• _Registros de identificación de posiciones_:
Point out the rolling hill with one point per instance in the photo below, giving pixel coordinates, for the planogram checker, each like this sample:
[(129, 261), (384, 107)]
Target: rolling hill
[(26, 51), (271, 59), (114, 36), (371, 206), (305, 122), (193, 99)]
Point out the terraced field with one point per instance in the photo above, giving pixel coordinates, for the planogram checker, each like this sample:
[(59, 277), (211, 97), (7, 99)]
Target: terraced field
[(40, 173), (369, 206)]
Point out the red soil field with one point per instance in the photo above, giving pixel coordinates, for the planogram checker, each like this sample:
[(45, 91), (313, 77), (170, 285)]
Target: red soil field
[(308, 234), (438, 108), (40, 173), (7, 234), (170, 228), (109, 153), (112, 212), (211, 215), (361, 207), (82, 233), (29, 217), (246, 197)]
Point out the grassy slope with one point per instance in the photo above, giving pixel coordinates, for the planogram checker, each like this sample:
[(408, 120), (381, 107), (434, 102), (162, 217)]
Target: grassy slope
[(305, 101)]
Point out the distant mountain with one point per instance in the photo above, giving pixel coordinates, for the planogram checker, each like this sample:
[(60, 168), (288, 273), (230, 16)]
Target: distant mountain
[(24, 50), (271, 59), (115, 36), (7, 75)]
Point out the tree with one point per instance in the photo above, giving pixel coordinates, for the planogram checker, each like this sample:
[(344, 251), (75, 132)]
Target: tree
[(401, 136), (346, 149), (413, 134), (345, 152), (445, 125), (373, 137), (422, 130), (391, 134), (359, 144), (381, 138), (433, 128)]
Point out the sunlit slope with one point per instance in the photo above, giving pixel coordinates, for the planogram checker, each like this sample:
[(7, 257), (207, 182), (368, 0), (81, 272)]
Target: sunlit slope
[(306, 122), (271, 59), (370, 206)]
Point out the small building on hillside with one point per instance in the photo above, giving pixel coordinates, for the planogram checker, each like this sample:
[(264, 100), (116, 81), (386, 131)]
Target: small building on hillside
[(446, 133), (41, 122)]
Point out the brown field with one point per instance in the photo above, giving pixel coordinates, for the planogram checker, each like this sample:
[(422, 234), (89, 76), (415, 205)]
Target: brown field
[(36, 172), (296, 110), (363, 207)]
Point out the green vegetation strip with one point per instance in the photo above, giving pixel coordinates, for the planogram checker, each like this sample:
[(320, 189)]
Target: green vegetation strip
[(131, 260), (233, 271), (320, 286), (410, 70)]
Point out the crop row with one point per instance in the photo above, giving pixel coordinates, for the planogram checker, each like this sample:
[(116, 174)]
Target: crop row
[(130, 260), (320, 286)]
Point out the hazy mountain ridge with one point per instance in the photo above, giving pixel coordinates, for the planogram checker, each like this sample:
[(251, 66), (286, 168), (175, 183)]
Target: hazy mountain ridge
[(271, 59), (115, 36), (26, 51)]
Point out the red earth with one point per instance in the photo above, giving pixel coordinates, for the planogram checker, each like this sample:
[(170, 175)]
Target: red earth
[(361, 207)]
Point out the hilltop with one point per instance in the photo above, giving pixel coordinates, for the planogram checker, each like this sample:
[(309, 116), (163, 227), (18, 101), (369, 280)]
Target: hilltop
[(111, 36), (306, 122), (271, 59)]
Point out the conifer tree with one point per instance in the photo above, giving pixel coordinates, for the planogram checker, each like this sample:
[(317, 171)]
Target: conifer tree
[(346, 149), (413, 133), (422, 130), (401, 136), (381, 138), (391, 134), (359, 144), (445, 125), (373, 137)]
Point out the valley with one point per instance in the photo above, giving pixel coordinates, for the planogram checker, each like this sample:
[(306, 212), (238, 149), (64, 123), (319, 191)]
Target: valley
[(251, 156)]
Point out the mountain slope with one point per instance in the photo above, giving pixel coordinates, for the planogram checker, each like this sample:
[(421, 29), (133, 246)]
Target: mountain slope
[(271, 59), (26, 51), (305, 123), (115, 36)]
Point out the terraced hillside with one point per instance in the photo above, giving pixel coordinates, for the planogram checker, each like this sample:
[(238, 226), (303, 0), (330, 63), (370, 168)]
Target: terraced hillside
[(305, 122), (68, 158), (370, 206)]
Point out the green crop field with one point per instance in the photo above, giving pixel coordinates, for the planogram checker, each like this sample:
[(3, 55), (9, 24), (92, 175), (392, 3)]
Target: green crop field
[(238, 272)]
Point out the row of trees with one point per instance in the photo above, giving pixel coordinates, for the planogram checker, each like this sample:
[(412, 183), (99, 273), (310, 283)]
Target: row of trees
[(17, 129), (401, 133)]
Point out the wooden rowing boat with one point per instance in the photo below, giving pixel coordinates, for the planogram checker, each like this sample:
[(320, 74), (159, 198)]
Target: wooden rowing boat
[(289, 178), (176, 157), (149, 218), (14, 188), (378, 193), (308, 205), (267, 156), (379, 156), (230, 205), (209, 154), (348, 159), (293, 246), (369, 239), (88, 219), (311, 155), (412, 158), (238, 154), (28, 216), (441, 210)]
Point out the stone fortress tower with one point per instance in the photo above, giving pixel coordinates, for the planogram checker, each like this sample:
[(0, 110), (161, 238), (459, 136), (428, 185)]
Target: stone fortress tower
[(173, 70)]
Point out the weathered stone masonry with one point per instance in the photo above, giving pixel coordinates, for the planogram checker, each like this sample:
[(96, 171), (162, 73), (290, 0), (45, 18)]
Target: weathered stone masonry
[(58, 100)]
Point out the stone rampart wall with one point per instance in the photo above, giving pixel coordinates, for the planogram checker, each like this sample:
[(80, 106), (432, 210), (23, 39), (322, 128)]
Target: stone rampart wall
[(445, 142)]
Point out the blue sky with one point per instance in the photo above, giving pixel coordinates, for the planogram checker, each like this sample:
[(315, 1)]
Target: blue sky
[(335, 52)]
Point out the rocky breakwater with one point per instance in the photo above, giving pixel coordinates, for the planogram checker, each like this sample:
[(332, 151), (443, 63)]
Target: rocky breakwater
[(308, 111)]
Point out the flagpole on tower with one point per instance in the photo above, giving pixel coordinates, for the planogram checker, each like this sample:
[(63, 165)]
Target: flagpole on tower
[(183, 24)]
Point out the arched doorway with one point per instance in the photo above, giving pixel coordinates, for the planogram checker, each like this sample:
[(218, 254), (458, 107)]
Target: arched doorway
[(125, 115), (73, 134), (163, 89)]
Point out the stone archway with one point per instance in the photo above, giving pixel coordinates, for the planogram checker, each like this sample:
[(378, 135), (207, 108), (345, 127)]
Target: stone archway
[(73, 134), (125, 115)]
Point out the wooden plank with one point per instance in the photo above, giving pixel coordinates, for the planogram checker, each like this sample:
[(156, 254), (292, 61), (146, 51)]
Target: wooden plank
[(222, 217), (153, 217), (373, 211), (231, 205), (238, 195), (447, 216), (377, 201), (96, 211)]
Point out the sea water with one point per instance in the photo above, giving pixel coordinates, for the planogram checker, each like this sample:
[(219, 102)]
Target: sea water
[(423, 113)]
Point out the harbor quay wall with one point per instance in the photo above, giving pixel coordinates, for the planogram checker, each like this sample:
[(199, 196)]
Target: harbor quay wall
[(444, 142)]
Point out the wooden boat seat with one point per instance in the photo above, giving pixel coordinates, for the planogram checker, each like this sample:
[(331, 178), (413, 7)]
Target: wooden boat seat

• _Instrucción_: Actualiza todas las filas sustituyendo "planogram checker" por "shelf inspector" y deja todo lo demás sin cambios.

• _Respuesta del ejercicio_:
Point out the rolling hill with one point per instance in the photo below, giving pixel coordinates, for the shelf inspector, each like this sample:
[(129, 261), (384, 107)]
Target: rolling hill
[(26, 51), (271, 59), (114, 36), (371, 206), (305, 122), (193, 99)]
Point out the terraced field with one point per instance in the photo above, giving pixel coordinates, for the shelf inspector, each like this sample:
[(59, 277), (211, 97), (7, 99)]
Target: terraced field
[(40, 173), (369, 206)]
Point out the red soil field with one point per instance in the photo above, giving pixel coordinates, for the shelf inspector, each like this sample:
[(45, 91), (313, 77), (170, 285)]
Target: red soil field
[(308, 234), (438, 108), (40, 173), (7, 234), (170, 228), (109, 153), (112, 212), (211, 215), (361, 207), (82, 233), (29, 217), (246, 197)]
Point out the grassy slope with one point per instance in the photo above, giving pixel coordinates, for the shelf inspector, each like this sample:
[(408, 120), (381, 107), (434, 102), (162, 217)]
Target: grassy slope
[(305, 101)]
Point out the distant mountain with one point per instance in the photo above, giving pixel coordinates, for the shelf inspector, each like this sample:
[(60, 168), (288, 273), (230, 16)]
Target: distant mountain
[(24, 50), (271, 59), (115, 36), (7, 75)]
Point out the tree with one point per instance in the photo above, giving pixel coordinates, for the shelf inspector, each like this sample:
[(344, 251), (75, 132)]
Target: tree
[(401, 136), (346, 149), (413, 134), (345, 152), (445, 125), (373, 137), (422, 130), (391, 134), (359, 144), (381, 138), (433, 128)]
Point out the sunlit slope with one point per instance in the photo above, giving pixel coordinates, for the shelf inspector, each like this sample:
[(7, 257), (207, 182), (368, 0), (81, 272)]
Target: sunlit slope
[(306, 122), (271, 59), (370, 206)]
Point out the small building on hillside with one point per instance in the photo above, giving pixel coordinates, for the shelf inspector, each like this sample:
[(264, 100), (116, 81), (386, 131)]
Target: small building on hillside
[(446, 133), (41, 122)]
Point out the brown field with one point per instance in the photo above, giving pixel coordinates, for the shelf inspector, each like this sample:
[(422, 234), (89, 76), (415, 205)]
Target: brown field
[(36, 172), (296, 110), (363, 207)]
Point out the green vegetation strip with one point per instance in the photo above, giving pixel coordinates, for the shelf inspector, each like this sample:
[(320, 189)]
Target: green vegetation strip
[(131, 260), (233, 271), (320, 286), (410, 70)]
Point out the crop row with one point per instance in the photo above, giving pixel coordinates, for the shelf inspector, each like this sample:
[(116, 174)]
Target: crop row
[(130, 260), (320, 286)]
Point out the hazy mountain ridge with one point per instance in the photo above, giving pixel coordinates, for the shelf inspector, each like this sample:
[(251, 66), (286, 168), (175, 183)]
Target: hazy mountain ridge
[(271, 59), (115, 36), (26, 51)]
Point out the red earth with one point per instance in the photo above, giving pixel coordinates, for the shelf inspector, each like this sample:
[(170, 175)]
Target: red earth
[(361, 207)]
Point out the hilltop with one point per instance in the photo above, giving pixel coordinates, for the shelf inspector, each like this sample:
[(309, 116), (163, 227), (18, 101), (369, 280)]
Target: hilltop
[(111, 36), (306, 122), (271, 59)]
Point out the conifer tree with one point per instance in the photo above, giving pixel coordinates, for the shelf inspector, each like this sample:
[(317, 171)]
Target: conifer tree
[(346, 149), (413, 133), (422, 130), (401, 136), (381, 138), (391, 134), (359, 144), (445, 125), (373, 137)]
Point out the valley with one point per instance in the photo above, giving pixel coordinates, for the shelf inspector, each like this sample:
[(306, 212), (238, 149), (64, 123), (319, 191)]
Target: valley
[(251, 156)]
Point out the mountain slope with one point per instance in the photo above, giving pixel coordinates, for the shelf inspector, each like this sample:
[(421, 29), (133, 246)]
Target: mountain slope
[(271, 59), (26, 51), (305, 123), (115, 36)]
Point out the terraced hillside with one point per instance in the photo above, giving pixel coordinates, for the shelf inspector, each like this sample:
[(238, 226), (303, 0), (330, 63), (370, 168)]
Target: terraced hillside
[(305, 122), (68, 158), (370, 206)]
Point out the green crop field with one point per instance in the photo above, giving pixel coordinates, for the shelf inspector, each like this sample:
[(3, 55), (9, 24), (92, 175), (392, 3)]
Target: green crop field
[(238, 272)]
Point out the row of trees with one point per instance in the photo above, giving pixel coordinates, for the shelf inspector, each like this sample:
[(412, 183), (99, 273), (310, 283)]
Target: row of trees
[(17, 129), (401, 133)]
Point out the wooden rowing boat with one point per instance in the photo below, giving pixel coordinates, for the shelf inspector, each like this sample:
[(320, 74), (159, 198)]
Target: wooden rowing boat
[(289, 178), (176, 157), (149, 218), (14, 188), (378, 193), (308, 205), (267, 156), (379, 156), (230, 205), (209, 154), (348, 159), (293, 246), (369, 239), (88, 219), (311, 155), (412, 158), (238, 154), (28, 216), (441, 210)]
Point out the stone fortress tower with one point per instance in the photo above, giving pixel coordinates, for the shelf inspector, each like this sample:
[(0, 110), (161, 238), (459, 136), (428, 185)]
Target: stone fortress tower
[(173, 70)]
Point out the weathered stone masonry with one point per instance in the photo above, giving pixel coordinates, for the shelf inspector, each like this sample:
[(96, 171), (162, 73), (290, 0), (45, 18)]
Target: weathered stone masonry
[(58, 100)]
Point out the stone rampart wall with one point per instance in the photo above, giving pixel coordinates, for the shelf inspector, each like this sample:
[(80, 106), (432, 210), (23, 39), (322, 128)]
Target: stone rampart wall
[(445, 142)]
Point out the blue sky with one point per instance in the photo above, giving pixel coordinates, for the shelf inspector, each like this sample:
[(315, 1)]
Target: blue sky
[(335, 52)]
Point out the rocky breakwater with one point per instance in the photo above, giving pixel coordinates, for the shelf inspector, each like this sample:
[(332, 151), (443, 63)]
Target: rocky breakwater
[(308, 111)]
Point out the flagpole on tower with one point per instance in the photo above, giving pixel coordinates, for the shelf inspector, each like this sample:
[(63, 165)]
Target: flagpole on tower
[(183, 24)]
Point out the arched doorway with one point per instance in the photo above, giving pixel coordinates, for the shelf inspector, each like this sample:
[(218, 254), (458, 107)]
Target: arched doorway
[(125, 115), (73, 134), (163, 89)]
Point out the stone archway with one point per instance in the photo above, giving pixel coordinates, for the shelf inspector, each like this sample:
[(378, 135), (207, 108), (345, 127)]
Target: stone archway
[(73, 134), (125, 115)]
Point out the wooden plank with one point per instance in the photo above, giving pixel coordinates, for the shelf inspector, each like this sample:
[(156, 254), (292, 61), (146, 51)]
Target: wooden plank
[(222, 217), (153, 217), (373, 211), (231, 205), (238, 195), (447, 216), (377, 201), (96, 211)]
Point out the sea water with one point per instance in the photo above, giving pixel coordinates, for the shelf inspector, each like this sample:
[(219, 102)]
Target: sea water
[(423, 113)]
Point out the harbor quay wall with one point per instance in the photo above, giving pixel coordinates, for the shelf inspector, each like this sample:
[(199, 196)]
Target: harbor quay wall
[(444, 142)]
Point out the wooden boat seat with one point per instance in the photo above, giving pixel coordinates, for the shelf inspector, each like this sample:
[(331, 178), (413, 7)]
Target: wooden boat seat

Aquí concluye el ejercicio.